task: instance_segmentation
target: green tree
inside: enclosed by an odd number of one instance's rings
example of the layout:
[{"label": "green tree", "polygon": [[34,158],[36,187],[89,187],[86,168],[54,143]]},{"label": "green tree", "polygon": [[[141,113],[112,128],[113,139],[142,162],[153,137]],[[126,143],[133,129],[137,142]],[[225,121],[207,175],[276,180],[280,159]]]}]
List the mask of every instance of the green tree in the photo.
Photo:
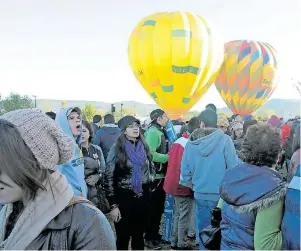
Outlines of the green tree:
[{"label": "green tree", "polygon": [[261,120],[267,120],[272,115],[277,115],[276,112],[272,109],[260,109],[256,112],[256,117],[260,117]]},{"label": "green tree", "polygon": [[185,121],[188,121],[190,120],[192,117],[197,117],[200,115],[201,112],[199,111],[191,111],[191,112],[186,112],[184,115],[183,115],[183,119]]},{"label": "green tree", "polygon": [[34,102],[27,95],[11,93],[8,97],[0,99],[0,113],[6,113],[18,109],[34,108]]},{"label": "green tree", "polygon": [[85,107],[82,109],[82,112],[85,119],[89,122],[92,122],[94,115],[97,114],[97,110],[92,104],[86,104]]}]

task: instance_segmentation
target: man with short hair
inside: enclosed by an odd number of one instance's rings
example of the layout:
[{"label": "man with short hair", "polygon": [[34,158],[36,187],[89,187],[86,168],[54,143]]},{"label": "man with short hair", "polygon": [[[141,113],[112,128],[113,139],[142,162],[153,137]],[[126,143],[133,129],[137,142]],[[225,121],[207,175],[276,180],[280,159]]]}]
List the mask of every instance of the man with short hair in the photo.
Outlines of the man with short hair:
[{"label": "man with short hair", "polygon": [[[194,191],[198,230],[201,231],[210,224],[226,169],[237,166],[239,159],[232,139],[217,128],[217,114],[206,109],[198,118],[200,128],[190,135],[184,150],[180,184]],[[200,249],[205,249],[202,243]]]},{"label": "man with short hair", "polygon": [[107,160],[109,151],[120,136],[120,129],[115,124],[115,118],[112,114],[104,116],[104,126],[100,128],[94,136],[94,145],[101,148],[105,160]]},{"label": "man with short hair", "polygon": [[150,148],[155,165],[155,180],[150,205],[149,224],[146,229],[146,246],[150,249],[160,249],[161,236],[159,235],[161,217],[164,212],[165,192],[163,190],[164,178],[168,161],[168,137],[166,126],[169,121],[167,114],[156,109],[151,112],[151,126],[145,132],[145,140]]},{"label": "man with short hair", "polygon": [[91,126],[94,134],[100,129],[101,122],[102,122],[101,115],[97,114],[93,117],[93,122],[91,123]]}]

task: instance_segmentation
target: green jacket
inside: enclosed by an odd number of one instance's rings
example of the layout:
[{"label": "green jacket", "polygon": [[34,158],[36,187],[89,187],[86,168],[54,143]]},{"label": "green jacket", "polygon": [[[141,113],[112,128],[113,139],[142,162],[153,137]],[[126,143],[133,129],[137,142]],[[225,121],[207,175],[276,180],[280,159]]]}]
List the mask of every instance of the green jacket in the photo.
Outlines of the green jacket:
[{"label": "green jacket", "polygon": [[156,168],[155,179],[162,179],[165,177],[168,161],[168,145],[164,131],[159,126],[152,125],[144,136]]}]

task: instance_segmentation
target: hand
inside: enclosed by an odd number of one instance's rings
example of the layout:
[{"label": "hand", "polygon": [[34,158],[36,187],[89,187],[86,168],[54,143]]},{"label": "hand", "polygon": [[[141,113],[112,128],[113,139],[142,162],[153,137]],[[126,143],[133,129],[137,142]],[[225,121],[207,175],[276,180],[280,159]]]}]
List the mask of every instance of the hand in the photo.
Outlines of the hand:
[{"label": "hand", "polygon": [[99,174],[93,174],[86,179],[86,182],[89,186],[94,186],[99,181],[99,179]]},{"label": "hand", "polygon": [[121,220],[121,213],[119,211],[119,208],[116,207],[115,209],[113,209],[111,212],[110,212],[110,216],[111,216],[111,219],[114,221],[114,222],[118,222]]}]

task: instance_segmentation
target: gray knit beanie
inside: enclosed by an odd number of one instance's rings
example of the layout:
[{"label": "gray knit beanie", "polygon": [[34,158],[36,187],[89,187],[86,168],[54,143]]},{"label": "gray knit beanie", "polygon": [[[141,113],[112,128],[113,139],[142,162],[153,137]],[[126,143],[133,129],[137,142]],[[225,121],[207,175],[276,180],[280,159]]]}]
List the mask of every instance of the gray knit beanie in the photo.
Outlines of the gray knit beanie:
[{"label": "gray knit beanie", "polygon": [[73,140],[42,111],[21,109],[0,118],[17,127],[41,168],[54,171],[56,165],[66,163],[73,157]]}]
--------------------
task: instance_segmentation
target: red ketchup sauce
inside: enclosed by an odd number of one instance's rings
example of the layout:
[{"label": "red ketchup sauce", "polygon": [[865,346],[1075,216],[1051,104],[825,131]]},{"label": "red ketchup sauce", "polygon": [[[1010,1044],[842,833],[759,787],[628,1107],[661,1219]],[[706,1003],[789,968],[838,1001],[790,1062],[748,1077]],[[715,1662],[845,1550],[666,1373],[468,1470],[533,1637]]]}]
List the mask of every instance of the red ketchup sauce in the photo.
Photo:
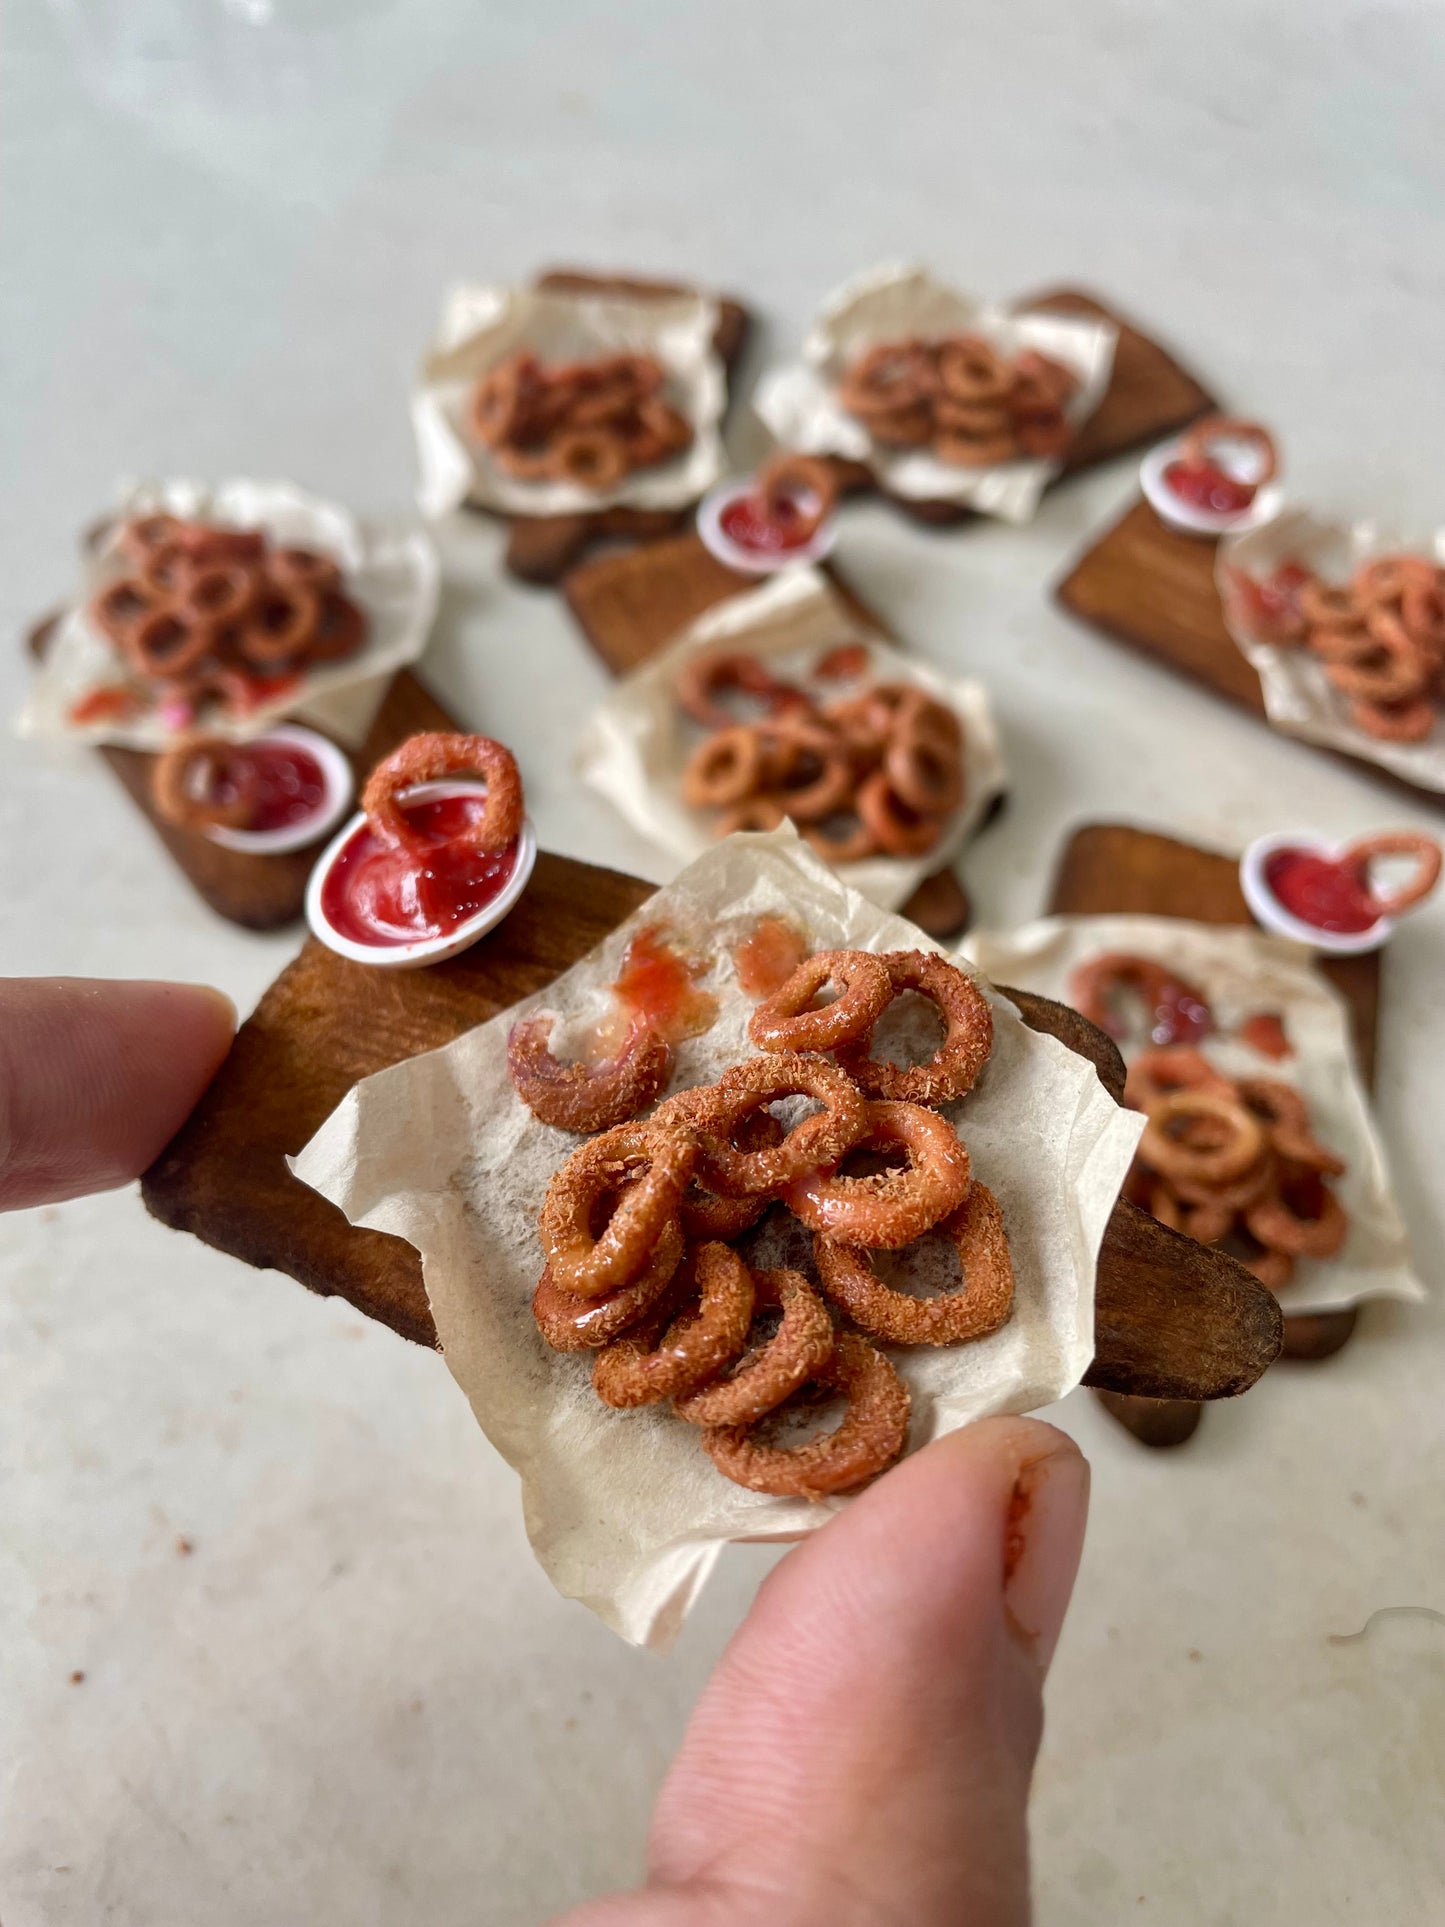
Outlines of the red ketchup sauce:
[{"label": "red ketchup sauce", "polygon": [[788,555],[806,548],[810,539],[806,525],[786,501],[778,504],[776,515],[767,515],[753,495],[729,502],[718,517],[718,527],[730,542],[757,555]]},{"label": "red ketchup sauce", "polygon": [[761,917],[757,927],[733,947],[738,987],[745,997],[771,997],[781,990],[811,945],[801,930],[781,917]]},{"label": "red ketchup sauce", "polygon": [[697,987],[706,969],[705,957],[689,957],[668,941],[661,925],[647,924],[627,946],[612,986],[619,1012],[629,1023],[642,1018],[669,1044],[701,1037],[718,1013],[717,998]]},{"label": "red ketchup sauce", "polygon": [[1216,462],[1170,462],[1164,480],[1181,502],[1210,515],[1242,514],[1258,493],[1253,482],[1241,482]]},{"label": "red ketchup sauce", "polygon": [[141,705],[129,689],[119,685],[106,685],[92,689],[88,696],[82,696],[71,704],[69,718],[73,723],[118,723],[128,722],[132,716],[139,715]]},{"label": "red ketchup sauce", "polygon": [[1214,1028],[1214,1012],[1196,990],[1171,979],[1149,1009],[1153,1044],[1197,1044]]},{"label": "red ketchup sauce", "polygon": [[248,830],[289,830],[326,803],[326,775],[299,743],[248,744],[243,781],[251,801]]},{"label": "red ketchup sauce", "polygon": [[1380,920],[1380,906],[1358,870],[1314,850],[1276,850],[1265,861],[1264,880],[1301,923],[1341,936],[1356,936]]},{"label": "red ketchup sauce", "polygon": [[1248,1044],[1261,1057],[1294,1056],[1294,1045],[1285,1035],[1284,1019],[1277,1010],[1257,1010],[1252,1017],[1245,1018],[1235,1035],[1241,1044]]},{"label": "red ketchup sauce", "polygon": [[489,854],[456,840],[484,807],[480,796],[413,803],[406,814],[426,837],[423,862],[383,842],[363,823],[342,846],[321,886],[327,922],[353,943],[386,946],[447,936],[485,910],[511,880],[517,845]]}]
--------------------
Report all lines of the material that contain the word "target".

target: green tree
target: man with short hair
target: green jacket
target: hand
target: gray knit beanie
target: red ketchup sauce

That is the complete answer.